# LISTED RECORDS

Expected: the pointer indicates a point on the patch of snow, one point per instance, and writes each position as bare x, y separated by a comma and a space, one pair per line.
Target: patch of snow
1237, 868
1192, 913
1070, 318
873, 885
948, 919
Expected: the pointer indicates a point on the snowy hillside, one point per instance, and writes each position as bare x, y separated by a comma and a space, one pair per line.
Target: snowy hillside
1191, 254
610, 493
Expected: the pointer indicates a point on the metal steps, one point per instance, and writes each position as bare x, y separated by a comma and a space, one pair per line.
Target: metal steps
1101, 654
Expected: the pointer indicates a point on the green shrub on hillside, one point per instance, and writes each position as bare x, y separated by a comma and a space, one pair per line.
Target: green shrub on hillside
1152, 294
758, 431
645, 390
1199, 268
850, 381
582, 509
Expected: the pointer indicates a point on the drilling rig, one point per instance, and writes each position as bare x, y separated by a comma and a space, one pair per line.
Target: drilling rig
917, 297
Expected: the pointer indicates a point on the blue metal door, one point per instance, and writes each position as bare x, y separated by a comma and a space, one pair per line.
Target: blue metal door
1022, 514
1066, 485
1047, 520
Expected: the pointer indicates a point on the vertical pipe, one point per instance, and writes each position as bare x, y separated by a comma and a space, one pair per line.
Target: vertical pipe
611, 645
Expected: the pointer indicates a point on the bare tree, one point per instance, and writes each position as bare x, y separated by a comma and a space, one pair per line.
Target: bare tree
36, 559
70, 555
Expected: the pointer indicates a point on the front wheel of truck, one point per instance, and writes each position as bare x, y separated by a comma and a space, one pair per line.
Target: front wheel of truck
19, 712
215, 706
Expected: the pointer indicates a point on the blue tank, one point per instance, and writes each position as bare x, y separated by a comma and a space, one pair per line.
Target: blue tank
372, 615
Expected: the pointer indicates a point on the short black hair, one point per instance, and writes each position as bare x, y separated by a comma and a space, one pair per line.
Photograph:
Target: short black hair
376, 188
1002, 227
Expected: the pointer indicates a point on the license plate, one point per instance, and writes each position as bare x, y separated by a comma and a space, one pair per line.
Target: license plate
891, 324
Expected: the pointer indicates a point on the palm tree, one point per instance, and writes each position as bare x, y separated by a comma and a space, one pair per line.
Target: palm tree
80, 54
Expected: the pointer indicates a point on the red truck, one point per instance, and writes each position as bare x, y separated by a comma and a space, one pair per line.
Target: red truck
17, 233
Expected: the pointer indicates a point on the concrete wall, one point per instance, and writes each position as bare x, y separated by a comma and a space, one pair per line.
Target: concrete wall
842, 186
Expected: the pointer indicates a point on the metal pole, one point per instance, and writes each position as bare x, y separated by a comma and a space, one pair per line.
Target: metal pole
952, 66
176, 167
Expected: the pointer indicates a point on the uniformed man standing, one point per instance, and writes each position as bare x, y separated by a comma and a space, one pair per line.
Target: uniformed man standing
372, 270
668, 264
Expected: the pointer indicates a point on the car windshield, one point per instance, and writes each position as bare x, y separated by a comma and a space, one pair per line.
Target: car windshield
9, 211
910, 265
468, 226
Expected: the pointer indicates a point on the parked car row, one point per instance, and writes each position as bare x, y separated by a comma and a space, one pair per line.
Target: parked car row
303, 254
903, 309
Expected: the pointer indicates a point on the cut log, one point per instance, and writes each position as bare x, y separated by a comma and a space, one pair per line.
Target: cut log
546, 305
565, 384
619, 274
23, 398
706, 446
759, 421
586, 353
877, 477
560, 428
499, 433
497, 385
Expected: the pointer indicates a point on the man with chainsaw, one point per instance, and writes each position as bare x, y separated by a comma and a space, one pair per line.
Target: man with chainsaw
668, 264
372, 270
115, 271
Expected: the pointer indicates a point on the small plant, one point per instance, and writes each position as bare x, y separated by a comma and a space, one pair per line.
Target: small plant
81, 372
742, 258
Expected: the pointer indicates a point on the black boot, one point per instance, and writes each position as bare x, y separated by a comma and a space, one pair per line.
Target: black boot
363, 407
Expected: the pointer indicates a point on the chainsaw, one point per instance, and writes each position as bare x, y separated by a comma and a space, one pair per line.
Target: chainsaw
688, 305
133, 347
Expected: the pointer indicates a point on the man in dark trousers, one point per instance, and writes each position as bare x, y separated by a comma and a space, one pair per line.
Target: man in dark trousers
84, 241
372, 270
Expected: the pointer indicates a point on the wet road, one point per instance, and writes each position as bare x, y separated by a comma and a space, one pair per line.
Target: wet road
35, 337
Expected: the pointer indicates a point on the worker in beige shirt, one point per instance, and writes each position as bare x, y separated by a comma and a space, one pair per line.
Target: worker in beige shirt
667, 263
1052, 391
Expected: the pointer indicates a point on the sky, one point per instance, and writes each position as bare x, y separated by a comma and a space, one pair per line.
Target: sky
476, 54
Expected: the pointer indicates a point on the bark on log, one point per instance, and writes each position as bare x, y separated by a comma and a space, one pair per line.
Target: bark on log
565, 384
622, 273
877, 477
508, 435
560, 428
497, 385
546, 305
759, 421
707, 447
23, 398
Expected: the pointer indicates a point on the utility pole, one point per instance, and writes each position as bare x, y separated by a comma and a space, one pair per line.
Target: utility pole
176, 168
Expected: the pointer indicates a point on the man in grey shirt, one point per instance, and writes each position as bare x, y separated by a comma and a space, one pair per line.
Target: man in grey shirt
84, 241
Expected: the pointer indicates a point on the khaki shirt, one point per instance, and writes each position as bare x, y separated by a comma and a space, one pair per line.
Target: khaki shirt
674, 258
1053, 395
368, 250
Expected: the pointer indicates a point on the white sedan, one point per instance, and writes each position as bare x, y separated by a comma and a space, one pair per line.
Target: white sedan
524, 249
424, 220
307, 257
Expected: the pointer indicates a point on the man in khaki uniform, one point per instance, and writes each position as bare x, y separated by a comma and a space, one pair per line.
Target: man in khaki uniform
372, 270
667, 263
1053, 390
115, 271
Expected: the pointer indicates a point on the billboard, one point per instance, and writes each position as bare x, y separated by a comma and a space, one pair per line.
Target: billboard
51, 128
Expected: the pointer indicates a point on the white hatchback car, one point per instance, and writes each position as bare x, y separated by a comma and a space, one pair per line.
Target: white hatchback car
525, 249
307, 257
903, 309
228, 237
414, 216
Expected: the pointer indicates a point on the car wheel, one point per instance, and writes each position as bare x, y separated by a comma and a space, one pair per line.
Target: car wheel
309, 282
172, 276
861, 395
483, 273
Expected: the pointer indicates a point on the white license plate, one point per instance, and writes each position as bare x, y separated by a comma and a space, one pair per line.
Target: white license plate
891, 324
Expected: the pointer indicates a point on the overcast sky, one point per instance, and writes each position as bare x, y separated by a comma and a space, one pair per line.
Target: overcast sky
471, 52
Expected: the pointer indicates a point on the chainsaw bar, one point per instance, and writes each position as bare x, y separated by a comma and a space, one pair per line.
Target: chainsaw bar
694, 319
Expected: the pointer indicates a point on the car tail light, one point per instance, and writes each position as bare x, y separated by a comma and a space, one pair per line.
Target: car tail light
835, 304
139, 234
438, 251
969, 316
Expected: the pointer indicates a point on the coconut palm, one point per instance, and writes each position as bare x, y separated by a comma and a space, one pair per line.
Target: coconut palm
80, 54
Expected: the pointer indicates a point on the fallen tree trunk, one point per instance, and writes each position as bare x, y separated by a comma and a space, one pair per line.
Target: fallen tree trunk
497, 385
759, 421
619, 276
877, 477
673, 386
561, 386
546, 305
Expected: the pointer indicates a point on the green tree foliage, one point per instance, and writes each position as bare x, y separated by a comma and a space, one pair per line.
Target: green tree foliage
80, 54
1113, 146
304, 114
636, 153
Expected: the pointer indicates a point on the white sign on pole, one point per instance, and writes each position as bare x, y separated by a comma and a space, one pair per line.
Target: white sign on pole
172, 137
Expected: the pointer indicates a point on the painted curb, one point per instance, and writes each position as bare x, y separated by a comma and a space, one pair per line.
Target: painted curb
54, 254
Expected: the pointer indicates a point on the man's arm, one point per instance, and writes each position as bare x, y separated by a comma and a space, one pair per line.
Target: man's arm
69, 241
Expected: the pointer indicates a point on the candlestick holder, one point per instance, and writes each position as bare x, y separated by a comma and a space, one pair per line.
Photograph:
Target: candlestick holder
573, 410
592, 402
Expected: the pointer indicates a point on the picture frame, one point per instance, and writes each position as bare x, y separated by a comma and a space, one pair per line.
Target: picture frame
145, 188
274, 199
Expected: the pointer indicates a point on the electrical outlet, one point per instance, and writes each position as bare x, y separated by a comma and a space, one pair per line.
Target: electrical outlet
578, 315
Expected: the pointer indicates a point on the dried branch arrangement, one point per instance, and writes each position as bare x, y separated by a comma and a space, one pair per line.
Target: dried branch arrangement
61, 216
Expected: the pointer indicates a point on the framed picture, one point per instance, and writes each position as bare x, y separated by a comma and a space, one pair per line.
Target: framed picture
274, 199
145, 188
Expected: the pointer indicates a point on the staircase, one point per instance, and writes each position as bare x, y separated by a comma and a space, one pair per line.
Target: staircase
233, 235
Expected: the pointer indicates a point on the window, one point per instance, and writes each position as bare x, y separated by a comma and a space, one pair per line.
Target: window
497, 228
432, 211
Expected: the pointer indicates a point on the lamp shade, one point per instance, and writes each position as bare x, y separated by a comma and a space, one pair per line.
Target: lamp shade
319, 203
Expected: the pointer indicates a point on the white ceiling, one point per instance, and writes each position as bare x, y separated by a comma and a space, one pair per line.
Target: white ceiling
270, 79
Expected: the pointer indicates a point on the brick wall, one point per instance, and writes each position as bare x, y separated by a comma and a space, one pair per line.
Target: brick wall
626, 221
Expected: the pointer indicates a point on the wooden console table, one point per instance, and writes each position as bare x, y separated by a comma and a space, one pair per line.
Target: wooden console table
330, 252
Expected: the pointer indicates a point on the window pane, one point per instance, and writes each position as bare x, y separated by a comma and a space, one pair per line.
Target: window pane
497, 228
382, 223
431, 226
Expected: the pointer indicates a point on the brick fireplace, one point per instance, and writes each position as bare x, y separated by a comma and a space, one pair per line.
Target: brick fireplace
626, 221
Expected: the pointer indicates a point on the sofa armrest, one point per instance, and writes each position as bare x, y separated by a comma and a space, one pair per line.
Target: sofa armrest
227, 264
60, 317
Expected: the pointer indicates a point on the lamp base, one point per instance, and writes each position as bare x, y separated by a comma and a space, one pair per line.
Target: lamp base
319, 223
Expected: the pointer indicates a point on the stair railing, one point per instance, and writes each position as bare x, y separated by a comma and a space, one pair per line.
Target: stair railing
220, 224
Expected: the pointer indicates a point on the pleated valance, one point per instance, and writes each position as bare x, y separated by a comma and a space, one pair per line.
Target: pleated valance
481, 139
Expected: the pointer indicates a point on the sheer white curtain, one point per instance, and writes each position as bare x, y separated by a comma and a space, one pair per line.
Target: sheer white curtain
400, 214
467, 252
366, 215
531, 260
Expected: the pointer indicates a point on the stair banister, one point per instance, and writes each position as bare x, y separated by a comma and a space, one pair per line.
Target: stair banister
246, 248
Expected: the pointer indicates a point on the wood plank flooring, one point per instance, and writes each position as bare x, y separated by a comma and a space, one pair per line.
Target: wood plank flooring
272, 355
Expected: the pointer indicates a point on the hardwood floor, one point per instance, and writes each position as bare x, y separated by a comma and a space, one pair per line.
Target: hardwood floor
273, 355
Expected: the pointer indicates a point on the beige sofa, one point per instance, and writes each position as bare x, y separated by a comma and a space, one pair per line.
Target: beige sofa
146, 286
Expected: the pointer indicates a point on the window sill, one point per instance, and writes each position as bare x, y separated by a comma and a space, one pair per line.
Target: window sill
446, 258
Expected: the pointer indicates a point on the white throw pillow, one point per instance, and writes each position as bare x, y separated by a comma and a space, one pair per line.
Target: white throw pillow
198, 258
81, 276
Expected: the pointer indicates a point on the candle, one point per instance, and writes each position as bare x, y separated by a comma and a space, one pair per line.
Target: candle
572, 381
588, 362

# CHALLENGE
Repeat the line containing "Expected: the pointer indicates a point on the hardwood" and all subsequent lines through the final line of the data, exactly and with no others.

# EXERCISE RESPONSE
Expected: the pointer indicates a point on the hardwood floor, one point per instance, and writes each position as bare x, y separated by a comma and a space, one pair per line.
Target: hardwood floor
273, 355
Expected: the pointer indicates a point on the beige sofa, one point per instance, and writes each position as bare x, y separated by a comma and a space, one pair per line.
Target: beige sofa
146, 286
Expected: the pointer indicates a point on the window sill, one point per instance, and writes each position as bare x, y separated by a comma and a space, one pair per line.
Target: window sill
446, 258
Expected: the pointer indicates a point on the white throw pillow, one point per instance, and writes each position as bare x, y separated by a comma and a space, one pair per line.
Target: white throw pillow
198, 258
81, 276
Expected: the pointer indicates a point on the candle, one point per instance, and writes each position as bare x, y separated by a comma and a space, one pair per line.
Target: candle
572, 381
588, 362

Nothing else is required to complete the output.